Worst ……… Recipe ……… Ever!!!!

Placenta Chocolate Truffles.

No, this is not The Onion, nor is it the Duffel Blog, nor The Daily Mash, nor The Daily Currant.

It is also not Fox News:

LONDON, UK — Yes, some people blend their placentas after birth and drink them in smoothies. Yes, some dehydrate the organ that connects a fetus to a mother’s uterus, grind it up into powder and consume it in everything from pills to cookies.

This is a thing. It is enough of a thing that it has its own word, placentophagy, which is the act of eating the placenta after birth.

Whether this should be a legal thing — or, more specifically, whether specialists should be allowed to prepare placenta-based foods for others, for a fee — is currently the subject of passionate debate here in the United Kingdom.

Last week, health officials in Swindon, England, served a woman named Kathryn Beale with a notice that her business preparing capsules of dried placenta for newly delivered mothers posed “serious risk to human health.”

Beale challenged the notice in court, and won the right to continue business while local health officials prepare a formal inspection.

The case comes months after the European Food Safety Authority ruled placenta-based products a “novel food,” meaning that vendors have to produce extensive and expensive documentation to sell them legally in the European Union.

Countries can individually exempt foods from the ruling. Placenta advocates have asked Britain to do this.

# # #

### Complete the following
#1 In the post about placenta truffles, what word names the act of eating the placenta after birth?
#2 From the post about placenta truffles, repeat the passage that begins at the words "Last week, health" and ends after "the European Union.".
#3 Proceed with the post about placenta truffles, picking up right after its last sentence.

### Collected data
# # #

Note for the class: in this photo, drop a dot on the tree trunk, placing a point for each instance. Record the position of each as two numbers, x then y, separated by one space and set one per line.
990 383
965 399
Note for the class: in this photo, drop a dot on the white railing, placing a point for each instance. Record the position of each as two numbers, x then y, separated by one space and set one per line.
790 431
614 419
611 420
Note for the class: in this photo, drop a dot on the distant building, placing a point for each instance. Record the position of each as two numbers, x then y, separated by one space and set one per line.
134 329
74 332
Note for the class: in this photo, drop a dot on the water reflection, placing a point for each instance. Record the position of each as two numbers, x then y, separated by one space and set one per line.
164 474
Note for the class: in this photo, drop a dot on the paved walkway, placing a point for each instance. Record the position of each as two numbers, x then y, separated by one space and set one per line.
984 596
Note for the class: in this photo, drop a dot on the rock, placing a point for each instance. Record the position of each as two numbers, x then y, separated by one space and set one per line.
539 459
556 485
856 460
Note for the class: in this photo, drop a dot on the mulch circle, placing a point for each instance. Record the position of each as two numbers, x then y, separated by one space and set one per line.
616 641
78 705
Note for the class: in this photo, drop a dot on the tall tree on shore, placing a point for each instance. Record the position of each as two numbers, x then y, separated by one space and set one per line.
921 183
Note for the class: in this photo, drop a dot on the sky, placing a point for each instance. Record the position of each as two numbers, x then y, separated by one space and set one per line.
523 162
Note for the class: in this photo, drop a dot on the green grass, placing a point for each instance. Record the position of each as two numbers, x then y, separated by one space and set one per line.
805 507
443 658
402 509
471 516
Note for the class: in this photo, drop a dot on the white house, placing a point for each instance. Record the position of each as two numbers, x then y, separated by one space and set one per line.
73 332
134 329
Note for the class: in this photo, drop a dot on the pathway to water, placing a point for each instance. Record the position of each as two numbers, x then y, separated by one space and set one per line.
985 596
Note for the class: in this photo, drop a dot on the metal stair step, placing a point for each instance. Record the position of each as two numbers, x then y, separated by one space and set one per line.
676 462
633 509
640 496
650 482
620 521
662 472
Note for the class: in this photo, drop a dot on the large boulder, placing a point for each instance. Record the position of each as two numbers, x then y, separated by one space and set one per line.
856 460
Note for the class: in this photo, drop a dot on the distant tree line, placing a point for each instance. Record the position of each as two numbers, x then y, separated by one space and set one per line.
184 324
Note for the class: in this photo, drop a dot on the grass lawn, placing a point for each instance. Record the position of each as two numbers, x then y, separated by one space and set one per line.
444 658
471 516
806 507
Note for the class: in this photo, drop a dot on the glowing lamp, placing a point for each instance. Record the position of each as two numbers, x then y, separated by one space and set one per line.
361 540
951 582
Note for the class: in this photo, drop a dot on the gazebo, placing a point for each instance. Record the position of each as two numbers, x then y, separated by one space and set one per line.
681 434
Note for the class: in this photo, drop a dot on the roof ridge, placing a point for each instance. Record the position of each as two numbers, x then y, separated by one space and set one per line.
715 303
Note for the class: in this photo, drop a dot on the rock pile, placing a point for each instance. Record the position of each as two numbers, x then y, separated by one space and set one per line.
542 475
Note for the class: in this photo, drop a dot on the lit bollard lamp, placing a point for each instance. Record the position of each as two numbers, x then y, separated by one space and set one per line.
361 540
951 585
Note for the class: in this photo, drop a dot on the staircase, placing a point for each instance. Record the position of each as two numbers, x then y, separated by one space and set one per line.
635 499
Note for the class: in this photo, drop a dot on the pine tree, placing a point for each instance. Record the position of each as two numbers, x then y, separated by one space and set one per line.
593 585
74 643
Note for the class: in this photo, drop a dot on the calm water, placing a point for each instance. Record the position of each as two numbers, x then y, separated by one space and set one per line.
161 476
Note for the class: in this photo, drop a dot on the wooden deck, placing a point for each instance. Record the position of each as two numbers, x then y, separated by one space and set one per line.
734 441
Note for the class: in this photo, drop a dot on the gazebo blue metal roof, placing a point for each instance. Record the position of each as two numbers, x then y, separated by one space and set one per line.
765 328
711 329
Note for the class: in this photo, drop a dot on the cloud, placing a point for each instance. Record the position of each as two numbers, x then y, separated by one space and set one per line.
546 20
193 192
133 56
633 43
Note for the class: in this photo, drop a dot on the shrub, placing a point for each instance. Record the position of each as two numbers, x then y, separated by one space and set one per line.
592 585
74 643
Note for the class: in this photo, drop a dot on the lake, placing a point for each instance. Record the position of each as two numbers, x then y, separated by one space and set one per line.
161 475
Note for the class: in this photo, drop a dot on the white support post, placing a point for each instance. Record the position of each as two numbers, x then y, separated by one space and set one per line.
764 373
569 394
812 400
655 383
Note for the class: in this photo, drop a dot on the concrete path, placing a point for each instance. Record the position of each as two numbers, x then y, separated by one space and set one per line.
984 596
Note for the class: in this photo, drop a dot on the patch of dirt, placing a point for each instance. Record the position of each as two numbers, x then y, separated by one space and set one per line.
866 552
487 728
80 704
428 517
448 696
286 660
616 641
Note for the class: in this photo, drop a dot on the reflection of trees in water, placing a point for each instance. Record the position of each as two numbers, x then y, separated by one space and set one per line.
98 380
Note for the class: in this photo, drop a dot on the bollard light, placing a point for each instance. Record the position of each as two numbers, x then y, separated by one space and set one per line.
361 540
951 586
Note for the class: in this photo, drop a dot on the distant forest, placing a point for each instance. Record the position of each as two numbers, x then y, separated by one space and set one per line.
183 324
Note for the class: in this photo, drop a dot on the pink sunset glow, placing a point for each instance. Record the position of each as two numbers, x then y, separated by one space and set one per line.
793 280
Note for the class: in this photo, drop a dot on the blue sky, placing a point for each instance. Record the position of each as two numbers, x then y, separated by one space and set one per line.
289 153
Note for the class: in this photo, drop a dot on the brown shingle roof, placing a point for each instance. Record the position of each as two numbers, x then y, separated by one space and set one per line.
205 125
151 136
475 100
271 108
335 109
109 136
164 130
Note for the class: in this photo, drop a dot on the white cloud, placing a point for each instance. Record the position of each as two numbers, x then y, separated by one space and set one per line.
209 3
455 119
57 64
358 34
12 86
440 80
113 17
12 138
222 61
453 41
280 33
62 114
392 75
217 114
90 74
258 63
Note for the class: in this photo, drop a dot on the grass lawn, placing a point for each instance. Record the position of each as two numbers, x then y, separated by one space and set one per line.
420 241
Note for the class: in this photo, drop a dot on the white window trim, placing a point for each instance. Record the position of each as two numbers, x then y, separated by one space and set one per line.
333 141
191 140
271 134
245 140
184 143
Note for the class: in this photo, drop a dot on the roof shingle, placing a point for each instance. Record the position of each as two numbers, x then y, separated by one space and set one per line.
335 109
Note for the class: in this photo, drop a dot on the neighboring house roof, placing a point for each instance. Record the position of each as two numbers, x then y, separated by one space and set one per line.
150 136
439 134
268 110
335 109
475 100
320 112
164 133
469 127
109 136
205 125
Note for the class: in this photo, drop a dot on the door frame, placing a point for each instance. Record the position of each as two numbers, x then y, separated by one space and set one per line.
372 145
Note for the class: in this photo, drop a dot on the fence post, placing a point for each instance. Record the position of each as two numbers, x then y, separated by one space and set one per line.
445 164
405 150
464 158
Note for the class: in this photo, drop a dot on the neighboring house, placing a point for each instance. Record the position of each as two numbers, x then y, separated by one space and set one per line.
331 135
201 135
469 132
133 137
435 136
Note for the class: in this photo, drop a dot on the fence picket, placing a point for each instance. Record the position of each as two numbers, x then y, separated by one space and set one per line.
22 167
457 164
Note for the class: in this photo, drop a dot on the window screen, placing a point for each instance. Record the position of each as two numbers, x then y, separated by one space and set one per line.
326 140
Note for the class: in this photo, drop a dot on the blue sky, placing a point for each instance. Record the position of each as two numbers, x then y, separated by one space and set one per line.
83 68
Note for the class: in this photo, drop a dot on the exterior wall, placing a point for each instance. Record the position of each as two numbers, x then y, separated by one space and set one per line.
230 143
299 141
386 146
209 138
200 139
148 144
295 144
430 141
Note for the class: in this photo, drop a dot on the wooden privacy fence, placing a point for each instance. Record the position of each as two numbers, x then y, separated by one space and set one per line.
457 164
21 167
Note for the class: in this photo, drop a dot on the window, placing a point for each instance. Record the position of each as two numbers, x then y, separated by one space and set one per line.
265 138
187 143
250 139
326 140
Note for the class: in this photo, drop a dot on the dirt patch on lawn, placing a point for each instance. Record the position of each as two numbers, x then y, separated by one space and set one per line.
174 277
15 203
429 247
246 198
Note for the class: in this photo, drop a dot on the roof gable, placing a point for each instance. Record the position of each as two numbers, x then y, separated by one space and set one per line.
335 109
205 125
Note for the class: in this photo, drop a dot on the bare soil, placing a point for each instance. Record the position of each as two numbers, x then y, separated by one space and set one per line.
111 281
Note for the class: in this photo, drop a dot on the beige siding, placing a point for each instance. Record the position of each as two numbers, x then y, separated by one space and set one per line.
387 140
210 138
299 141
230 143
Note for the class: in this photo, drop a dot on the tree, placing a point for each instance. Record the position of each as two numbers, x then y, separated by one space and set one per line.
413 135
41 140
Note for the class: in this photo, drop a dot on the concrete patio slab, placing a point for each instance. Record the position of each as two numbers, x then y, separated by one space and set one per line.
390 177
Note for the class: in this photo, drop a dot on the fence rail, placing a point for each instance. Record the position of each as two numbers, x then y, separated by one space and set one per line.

# # #

### Outputs in order
#1 Placentophagy.

#2
Last week, health officials in Swindon, England, served a woman named Kathryn Beale with a notice that her business preparing capsules of dried placenta for newly delivered mothers posed “serious risk to human health.”

Beale challenged the notice in court, and won the right to continue business while local health officials prepare a formal inspection.

The case comes months after the European Food Safety Authority ruled placenta-based products a “novel food,” meaning that vendors have to produce extensive and expensive documentation to sell them legally in the European Union.

#3
The businesses of Beale and dozens of other placenta specialists around the UK are in limbo while the country’s Food Standards Agency figures out where in the regulatory framework placenta products belong.

………

Babies emerge from their mothers’ bodies in a dramatic moment of tears and emotion. Placentas follow a few minutes later in a gloopy, unheralded mess.

In the old days, it was called “afterbirth”>

For a long time, placentas were just part of the bloody detritus of birth, with the vast majority sentenced to hospital incinerators. But in the late 1960s and early 1970s, around the time of rising interest in the United States in midwife-led, medication-free childbirth, a group of US midwives began advocating the consumption of placenta as a defense against postpartum depression, iron deficiency and a host of other concerns for mothers.

People do a lot with placentas these days. The internet abounds with Pinterest-ready, do-it-yourself recipes for placenta prints, placenta tonics, placenta balms and placenta chocolate truffles.

(emphasis mine)

Un-dirtyword-believable.

Even in the context of British cuisine, this is f%$#ing extreme.